_Exercise_. Repeat every item below word for word, leaving out the pictures.

_Data entries_.
□ □ □ □ □
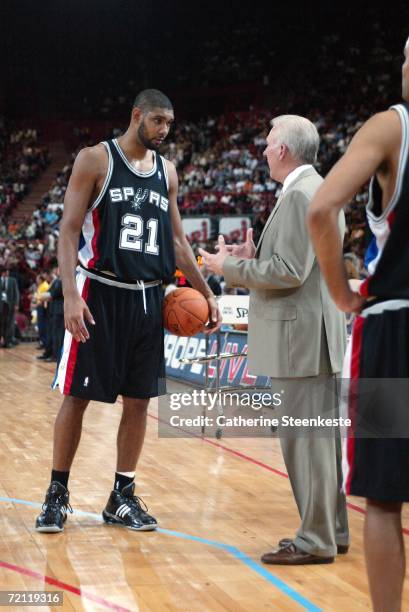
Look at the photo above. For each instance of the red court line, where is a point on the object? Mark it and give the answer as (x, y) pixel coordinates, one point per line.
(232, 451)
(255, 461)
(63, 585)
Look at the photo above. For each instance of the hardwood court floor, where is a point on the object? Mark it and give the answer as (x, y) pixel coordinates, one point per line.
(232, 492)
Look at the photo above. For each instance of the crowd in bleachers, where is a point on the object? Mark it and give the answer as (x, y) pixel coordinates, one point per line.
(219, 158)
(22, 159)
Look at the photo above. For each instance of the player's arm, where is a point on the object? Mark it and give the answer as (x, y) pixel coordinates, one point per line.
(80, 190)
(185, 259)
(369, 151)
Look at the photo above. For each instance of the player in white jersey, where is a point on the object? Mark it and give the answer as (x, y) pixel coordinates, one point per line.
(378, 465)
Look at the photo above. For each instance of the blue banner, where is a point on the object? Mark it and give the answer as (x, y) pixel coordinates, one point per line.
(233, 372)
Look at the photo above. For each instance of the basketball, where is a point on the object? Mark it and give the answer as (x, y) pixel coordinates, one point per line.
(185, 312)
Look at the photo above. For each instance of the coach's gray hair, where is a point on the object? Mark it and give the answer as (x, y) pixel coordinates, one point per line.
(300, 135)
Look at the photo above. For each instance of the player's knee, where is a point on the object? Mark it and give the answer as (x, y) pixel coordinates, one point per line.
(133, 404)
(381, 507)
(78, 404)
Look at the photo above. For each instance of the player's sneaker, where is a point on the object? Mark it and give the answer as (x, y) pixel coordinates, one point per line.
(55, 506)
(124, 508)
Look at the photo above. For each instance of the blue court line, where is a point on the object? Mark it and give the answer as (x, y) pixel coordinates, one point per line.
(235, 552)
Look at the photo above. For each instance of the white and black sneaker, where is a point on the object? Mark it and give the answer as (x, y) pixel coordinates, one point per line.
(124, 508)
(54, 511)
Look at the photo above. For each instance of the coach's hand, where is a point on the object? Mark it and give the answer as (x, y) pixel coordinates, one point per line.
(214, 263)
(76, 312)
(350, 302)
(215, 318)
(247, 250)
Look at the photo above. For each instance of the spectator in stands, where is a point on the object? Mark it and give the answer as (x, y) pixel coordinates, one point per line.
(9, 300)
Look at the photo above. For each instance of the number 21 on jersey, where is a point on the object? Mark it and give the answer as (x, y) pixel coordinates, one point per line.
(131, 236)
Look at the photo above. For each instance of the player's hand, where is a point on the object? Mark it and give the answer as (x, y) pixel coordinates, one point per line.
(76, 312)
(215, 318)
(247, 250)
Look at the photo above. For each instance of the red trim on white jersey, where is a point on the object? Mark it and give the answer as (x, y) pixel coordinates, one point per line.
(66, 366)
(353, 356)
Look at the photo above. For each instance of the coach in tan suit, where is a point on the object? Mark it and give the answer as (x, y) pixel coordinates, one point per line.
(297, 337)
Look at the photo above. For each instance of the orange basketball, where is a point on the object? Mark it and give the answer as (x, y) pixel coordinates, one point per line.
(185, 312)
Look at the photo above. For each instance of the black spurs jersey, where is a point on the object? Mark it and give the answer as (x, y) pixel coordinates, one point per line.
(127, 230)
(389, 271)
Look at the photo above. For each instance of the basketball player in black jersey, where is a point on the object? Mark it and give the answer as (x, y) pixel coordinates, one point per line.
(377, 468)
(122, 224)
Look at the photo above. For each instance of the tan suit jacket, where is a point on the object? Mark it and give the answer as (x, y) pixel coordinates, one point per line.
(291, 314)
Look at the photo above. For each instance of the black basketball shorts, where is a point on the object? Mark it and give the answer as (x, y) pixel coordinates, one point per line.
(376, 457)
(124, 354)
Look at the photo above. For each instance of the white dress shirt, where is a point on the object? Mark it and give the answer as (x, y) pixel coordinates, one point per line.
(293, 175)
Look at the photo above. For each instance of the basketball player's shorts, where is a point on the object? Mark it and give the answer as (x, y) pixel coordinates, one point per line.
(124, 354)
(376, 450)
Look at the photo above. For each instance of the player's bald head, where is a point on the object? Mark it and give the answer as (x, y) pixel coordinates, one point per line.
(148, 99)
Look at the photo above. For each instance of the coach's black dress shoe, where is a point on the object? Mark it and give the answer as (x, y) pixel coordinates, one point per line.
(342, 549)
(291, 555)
□ □ □ □ □
_Answer for this exercise_.
Look at the photo above. For each instance of the red court line, where is a point on the object? Mark it and give the answer as (x, y) pixel coordinates, one point per line.
(232, 451)
(255, 461)
(63, 585)
Look at the photo above. For each instance of the hardwood court floor, where is a point on the object? Mark it and give the answer as (x, y) pixel coordinates, one point per line.
(232, 492)
Look at the photo above. For each instance of the crowd in bleachers, where is a point on the object? Mark it and give the answer as (x, y) pixel coordinates, one point per line.
(219, 158)
(22, 159)
Look at the photo above. For each instance of the player's arm, where is a point on the object? Mark it and give the answer as (x, y) pixel coordinates, one point per line.
(80, 190)
(185, 259)
(369, 151)
Look at the photo above. For each instance of the player in white jersey, where is a point on the object? Mark it and give the answer as (x, y) pixel coordinates, one point per line.
(378, 465)
Look at the photo above. For each instance of the blue banner, where is a point on the object? Mark it and give the answer as (x, y) pixel coordinates, one point per line.
(233, 372)
Look at the photo above. For each instance of the basketball, where is a point on the object? Mark it and give the answer as (x, y) pixel coordinates, one point per line.
(185, 312)
Look at the photo above. For each instance of the coach's gray hair, where is a point on the object? Mark it and give the answer as (x, y) pixel coordinates, one point per line.
(300, 135)
Look at the photo above. For each instance of the player's knee, where is a point on the object? Mark it and give the answer as (x, y) pixel coordinates, one point per line.
(133, 404)
(381, 507)
(78, 404)
Look at the photo above. For each instance of the player's sneaker, where is a point on the object? Mark it and give the answer as (x, y) pixel coordinates, one point per line.
(55, 506)
(124, 508)
Look at the photo above. For each instance of the blue court line, where is a point on the object? Mark it and give the answer as (x, y) pixel coordinates, one point per line.
(235, 552)
Look at the photo above. For each instance of the white and black sneaker, where is a point on the object? Mark it and give the answer as (x, y) pixel coordinates, one point per line.
(124, 508)
(54, 511)
Look at the photo above. For each instance of the coach's hand, where is a point on the object? Mark it and give the answer as (x, y) pixel coordinates, one point per line.
(214, 263)
(76, 312)
(350, 302)
(215, 318)
(247, 250)
Look at the photo above. For each instance of the spectator in stands, where is a point on the object? Mark it and give the answer as (x, y) pixel coordinates, one point per line.
(9, 300)
Look at the photo above. For each instance of the number 21 on jersey, where is a point on the object? Mark it and give the answer as (x, y) pixel coordinates, one point per line.
(131, 236)
Look at the photo above. For each instance of the player's hand, where is a point on the object? Mark it and give the answer as (x, y) pixel coordinates, one point per line.
(76, 312)
(215, 318)
(247, 250)
Look at the photo above. For each instance of the red trim on white jersey, where is a point on the object? Mark it and give the answer as (x, y) pixel coordinates, one point per line.
(66, 366)
(353, 356)
Look at the photo above. For each instance of the coach in tan suit, where is a point on the object? Mark it and give the answer as (x, y) pixel coordinates, one point per line.
(297, 337)
Look at the photo above. For each instance of the orange basketball, where is a point on the object? Mark it and give the answer as (x, y) pixel coordinates, one point per line.
(185, 312)
Look at the photo above. For each instance of the black spurs jersey, where is a point on the object? Mark it and give the answer as (x, y) pixel coordinates, one point per line.
(127, 230)
(389, 271)
Look at the photo above. For each instance of the basketball player in black jersey, where is a point on the object? Mark it and give the answer as (x, y) pixel coordinates, one point per line.
(377, 468)
(122, 224)
Look at the photo above. For each instance of the tan suit jacket, where is a point on the object? Mark it and give the answer as (x, y) pixel coordinates, one point per line.
(291, 314)
Look at the photo above. For each instance of the black basketball shorts, where is a point on the object? Mark it and give the answer as (x, y) pixel coordinates, one point per line.
(376, 457)
(124, 354)
Look at the photo above. For each instance of the white dress shirt, where is a point on the object? Mark it and give the answer as (x, y) pixel coordinates, one point per line.
(293, 175)
Look at the photo above. For each instance of the basketball player's shorts, where is a point on the object? Mark it and give the answer as (x, y) pixel coordinates, one point per line.
(124, 354)
(376, 450)
Look at the photo above. For each instance of the player's bald head, where is a point on the object? Mark it and give the answer as (x, y) pixel coordinates, one point per line.
(148, 99)
Look at the photo above. For each instance of the coach's black dress shoe, where is a point on the object? Mark it and give the answer as (x, y) pixel coordinates, one point per line.
(342, 549)
(291, 555)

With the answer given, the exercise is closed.